### [What to work on]
Recast the lines of the listing below as a JSON list of strings, one string per line and no blank lines. Take only the lines from the one containing "In this exercise you will locate the swimmer's eye" up to and including the one containing "point(1072, 764)".

(Records of labeled points)
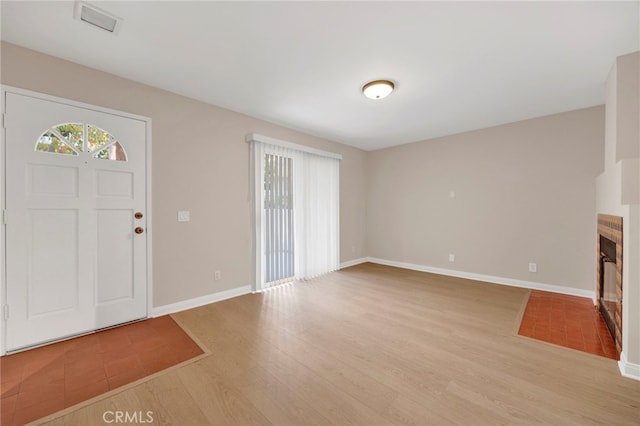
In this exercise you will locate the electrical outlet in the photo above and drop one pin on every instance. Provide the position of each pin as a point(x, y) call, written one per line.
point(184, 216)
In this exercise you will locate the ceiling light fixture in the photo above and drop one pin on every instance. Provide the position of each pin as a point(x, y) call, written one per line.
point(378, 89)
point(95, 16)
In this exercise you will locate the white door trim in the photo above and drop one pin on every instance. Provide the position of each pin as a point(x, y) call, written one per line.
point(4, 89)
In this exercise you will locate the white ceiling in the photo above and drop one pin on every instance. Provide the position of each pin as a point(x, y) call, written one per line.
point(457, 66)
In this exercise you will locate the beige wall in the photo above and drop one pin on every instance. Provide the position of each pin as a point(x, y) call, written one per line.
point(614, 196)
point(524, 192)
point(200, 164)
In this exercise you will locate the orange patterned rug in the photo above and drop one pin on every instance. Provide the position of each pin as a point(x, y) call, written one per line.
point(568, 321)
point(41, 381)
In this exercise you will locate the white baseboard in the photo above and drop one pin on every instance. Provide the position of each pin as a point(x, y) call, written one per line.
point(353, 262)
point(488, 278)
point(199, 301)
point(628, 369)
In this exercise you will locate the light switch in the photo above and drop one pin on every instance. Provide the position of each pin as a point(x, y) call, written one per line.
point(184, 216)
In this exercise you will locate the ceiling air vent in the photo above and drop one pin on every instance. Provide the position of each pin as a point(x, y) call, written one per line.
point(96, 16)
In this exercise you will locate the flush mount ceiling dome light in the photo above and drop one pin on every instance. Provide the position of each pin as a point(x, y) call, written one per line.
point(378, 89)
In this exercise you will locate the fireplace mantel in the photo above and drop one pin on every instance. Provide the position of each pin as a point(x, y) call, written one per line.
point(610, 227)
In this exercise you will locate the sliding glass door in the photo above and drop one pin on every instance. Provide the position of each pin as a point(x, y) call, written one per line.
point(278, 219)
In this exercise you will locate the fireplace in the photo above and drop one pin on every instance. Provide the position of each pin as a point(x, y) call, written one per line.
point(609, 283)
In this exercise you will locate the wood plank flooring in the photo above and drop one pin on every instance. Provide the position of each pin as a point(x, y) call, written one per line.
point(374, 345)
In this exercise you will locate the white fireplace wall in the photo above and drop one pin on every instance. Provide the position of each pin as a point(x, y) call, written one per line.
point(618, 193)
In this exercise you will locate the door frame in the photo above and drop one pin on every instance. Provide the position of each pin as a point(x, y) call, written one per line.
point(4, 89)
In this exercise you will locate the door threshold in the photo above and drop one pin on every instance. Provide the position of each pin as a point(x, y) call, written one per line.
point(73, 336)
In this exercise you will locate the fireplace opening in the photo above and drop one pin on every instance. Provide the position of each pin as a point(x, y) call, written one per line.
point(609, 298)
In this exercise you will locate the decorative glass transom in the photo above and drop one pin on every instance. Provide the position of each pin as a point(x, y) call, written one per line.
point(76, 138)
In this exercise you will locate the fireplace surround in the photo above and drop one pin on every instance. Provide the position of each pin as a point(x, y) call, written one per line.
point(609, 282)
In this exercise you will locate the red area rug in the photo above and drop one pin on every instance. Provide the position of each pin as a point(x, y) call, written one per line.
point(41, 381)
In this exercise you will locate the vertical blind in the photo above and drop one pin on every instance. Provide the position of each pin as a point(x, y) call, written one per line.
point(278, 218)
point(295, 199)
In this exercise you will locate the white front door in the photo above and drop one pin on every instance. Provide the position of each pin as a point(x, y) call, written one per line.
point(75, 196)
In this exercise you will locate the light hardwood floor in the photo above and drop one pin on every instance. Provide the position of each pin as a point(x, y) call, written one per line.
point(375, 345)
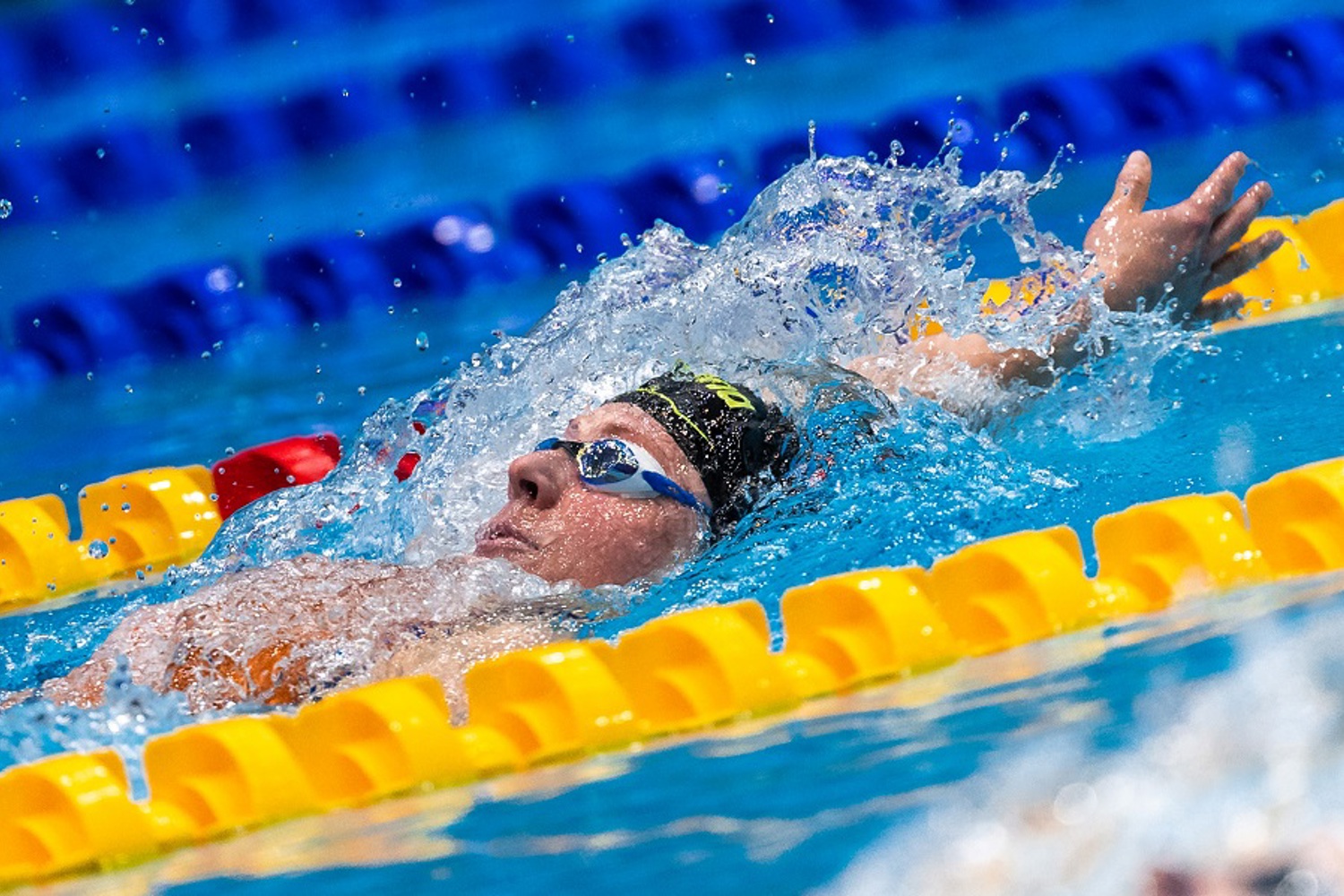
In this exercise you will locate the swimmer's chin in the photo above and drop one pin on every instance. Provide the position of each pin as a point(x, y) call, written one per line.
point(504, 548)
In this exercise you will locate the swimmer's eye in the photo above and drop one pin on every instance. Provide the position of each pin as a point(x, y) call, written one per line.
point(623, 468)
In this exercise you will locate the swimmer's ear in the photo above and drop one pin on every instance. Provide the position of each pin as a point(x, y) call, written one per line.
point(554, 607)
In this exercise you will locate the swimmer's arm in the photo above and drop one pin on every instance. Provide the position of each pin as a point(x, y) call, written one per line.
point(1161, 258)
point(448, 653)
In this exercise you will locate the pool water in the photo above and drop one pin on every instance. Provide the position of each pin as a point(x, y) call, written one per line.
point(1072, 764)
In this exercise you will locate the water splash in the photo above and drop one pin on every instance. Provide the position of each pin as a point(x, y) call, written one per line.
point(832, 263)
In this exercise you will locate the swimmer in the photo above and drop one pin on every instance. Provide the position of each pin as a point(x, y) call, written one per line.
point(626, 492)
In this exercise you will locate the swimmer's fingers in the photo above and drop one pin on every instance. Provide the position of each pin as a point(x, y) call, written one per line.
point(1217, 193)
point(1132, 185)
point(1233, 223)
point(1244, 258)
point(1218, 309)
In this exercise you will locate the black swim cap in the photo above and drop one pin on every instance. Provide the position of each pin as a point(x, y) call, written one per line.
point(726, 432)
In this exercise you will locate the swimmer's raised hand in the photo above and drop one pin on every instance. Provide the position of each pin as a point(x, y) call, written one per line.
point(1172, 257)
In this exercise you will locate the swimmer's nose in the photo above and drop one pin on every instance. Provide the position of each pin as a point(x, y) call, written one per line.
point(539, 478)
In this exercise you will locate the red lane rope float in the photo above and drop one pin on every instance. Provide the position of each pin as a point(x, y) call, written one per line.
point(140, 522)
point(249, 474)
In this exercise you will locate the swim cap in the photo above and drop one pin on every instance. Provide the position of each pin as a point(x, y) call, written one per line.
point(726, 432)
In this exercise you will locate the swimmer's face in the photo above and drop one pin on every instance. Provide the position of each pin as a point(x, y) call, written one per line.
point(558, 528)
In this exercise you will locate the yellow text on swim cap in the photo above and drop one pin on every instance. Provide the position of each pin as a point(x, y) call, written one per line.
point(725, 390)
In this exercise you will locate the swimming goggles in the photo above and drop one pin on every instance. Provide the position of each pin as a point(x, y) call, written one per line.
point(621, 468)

### [The output]
[
  "In this exercise you will locate the swimmer's eye in the photo above and drop one pin on every instance. Provide the position of each pin as a point(x, y) call, written one per line.",
  "point(623, 468)",
  "In this exercise you will locate the swimmer's ear in the photo above and drop one pin on every instance. Provide the position of each pin as a point(x, y) call, written one per line.",
  "point(554, 607)",
  "In this exercise you will locate the swimmer's arm in the photo above and drop one pin on every instance. Provide the position of each pin as a point(x, y) call, written one per line.",
  "point(1161, 258)",
  "point(448, 653)",
  "In this exercise you will locate the pool water in the photo above and drop one pin on every instance. Provide the position of each pin as a point(x, y) call, written one per line.",
  "point(1072, 764)"
]